(DO THIS): Copy the listing from the line with "metal roof and supply box coordinates for each." up to and including the line with "[225,157,254,169]", replacing "driveway" with "walkway" and leaving everything else unchanged.

(Saved entries)
·····

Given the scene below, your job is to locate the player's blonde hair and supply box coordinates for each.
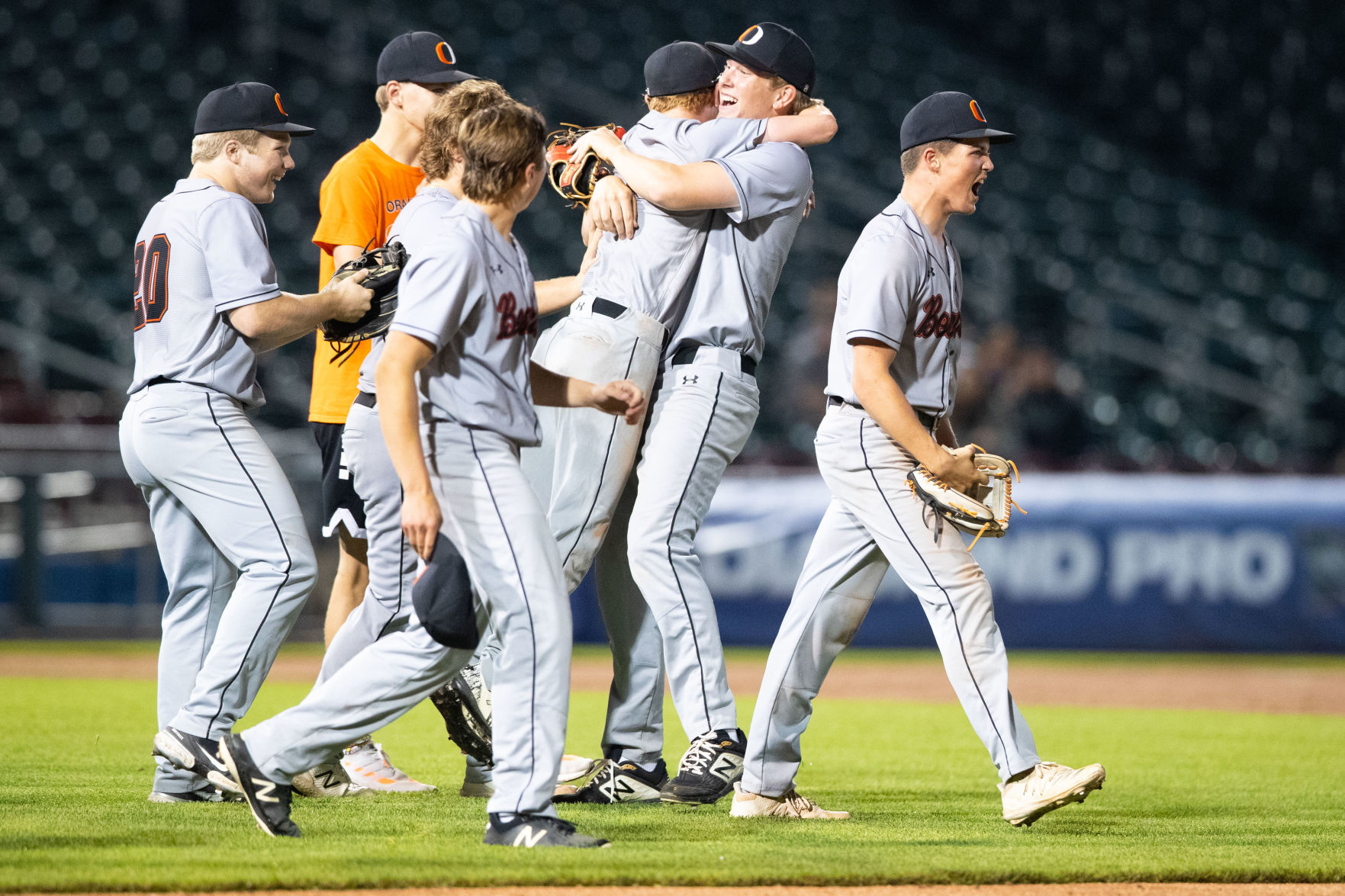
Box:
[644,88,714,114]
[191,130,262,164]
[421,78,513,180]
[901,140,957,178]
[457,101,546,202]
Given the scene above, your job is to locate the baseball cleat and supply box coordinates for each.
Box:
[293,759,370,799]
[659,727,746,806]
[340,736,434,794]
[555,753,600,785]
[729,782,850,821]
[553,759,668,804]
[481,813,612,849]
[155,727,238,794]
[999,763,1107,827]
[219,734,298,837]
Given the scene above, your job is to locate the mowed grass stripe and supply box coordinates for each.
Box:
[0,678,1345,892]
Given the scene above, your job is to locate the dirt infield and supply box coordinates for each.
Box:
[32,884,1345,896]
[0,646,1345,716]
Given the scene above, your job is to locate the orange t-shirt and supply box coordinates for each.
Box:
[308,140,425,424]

·····

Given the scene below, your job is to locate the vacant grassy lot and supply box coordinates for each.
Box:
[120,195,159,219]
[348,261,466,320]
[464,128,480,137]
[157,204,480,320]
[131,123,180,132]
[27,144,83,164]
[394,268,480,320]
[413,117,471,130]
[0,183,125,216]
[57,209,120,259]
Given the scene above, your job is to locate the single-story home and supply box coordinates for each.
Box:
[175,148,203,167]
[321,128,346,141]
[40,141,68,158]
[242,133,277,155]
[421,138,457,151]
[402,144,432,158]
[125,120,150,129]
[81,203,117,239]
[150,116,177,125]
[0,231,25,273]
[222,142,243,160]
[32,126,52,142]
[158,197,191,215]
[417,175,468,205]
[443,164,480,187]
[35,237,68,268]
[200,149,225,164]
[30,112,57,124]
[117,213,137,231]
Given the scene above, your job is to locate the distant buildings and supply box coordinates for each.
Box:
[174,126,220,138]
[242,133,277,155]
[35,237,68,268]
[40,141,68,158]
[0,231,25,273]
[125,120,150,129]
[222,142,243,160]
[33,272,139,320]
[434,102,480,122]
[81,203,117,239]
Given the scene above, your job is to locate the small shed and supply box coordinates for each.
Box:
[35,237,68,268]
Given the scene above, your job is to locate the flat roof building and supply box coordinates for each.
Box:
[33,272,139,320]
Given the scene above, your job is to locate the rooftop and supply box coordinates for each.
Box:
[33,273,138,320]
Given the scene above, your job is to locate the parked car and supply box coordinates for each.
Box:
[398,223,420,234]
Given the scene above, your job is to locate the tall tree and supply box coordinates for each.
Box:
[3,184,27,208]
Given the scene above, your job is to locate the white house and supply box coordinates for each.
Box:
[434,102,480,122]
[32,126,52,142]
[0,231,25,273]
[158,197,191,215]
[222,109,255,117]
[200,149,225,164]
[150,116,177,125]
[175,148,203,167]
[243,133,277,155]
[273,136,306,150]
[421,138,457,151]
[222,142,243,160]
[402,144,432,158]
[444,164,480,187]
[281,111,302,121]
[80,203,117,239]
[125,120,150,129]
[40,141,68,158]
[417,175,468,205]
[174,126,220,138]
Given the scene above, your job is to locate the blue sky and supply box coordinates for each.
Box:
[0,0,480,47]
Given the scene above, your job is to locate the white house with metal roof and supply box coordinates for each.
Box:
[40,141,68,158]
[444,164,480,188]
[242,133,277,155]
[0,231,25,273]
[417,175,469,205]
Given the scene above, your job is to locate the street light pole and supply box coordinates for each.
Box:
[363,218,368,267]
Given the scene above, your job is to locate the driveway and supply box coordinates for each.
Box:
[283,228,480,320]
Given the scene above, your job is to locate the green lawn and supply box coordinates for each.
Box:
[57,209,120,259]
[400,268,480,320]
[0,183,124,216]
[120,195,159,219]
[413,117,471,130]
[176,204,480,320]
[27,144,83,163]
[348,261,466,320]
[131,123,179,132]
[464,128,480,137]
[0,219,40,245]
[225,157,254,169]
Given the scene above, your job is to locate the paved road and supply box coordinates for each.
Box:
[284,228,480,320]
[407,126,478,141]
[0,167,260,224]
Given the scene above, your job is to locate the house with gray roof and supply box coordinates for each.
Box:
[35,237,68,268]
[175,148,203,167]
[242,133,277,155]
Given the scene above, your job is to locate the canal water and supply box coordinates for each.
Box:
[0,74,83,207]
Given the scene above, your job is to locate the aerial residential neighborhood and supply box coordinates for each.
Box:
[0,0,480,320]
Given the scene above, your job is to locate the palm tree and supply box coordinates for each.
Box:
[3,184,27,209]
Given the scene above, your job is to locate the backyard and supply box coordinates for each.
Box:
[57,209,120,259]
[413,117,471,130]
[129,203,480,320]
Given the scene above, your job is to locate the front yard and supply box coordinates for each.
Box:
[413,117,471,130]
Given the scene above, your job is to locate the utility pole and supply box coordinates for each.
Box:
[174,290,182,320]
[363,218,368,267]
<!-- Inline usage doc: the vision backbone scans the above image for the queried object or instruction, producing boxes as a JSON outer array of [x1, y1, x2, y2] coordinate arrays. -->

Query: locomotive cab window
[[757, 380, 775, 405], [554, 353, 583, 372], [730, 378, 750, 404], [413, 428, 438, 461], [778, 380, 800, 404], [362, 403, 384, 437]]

·····

(TASK RESULT):
Given the scene above, your job is to locate the white house with metal roof and supply box coordinates for each.
Box:
[40,141,68,158]
[444,164,480,188]
[242,133,277,155]
[0,231,25,273]
[417,175,469,205]
Given the scene above, your job is to locate the street light pole and supply box coordinates for each.
Box:
[363,218,368,267]
Given the scene above, your job is to locate the walkway and supply box coordinates for each.
Box:
[283,228,480,320]
Given the scene above, your job is to locate the green lawn and supply box coordinates for each.
Box:
[57,209,120,259]
[400,268,480,320]
[0,183,124,216]
[120,195,159,219]
[413,117,471,130]
[176,204,480,320]
[27,144,83,163]
[348,261,466,320]
[131,123,179,132]
[464,128,480,137]
[0,219,40,245]
[225,157,254,169]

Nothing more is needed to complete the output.